┌────────

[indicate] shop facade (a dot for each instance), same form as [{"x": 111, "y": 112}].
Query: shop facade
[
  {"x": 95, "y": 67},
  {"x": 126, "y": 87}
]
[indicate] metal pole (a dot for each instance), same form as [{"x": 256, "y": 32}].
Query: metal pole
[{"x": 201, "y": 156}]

└────────
┌────────

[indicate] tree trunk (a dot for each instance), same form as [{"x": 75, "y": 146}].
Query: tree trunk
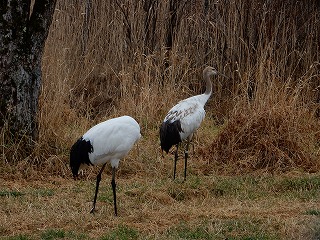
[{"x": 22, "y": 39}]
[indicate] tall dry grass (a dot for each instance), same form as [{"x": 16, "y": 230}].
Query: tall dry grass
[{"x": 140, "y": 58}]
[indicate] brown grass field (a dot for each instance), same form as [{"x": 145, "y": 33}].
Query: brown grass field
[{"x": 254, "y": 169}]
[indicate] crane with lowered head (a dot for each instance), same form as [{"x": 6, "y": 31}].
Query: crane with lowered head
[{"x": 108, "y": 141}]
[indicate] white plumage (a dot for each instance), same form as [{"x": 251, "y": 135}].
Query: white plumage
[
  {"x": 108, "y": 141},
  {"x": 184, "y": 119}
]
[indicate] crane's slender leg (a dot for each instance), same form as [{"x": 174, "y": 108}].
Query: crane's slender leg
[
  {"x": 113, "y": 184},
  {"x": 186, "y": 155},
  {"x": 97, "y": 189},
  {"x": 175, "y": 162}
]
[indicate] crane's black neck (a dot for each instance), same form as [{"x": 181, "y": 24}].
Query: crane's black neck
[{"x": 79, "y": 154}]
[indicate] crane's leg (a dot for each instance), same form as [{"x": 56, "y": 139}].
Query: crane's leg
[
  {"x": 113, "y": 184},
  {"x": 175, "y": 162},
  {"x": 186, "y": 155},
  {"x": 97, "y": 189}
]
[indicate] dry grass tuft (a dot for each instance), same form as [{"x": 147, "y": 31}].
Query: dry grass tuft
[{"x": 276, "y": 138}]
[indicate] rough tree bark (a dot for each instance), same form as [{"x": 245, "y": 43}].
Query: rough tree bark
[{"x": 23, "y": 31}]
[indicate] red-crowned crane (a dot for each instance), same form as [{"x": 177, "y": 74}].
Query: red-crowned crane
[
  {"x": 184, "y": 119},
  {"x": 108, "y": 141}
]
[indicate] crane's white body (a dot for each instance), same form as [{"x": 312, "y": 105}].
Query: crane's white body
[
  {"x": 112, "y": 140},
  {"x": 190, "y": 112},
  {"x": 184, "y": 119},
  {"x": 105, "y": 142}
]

└────────

List every line of the data above that contains the string "bark". Give each such line in full.

[indicate] rough tree bark (a dot for each instance), same form as [{"x": 245, "y": 43}].
Query: rough tree bark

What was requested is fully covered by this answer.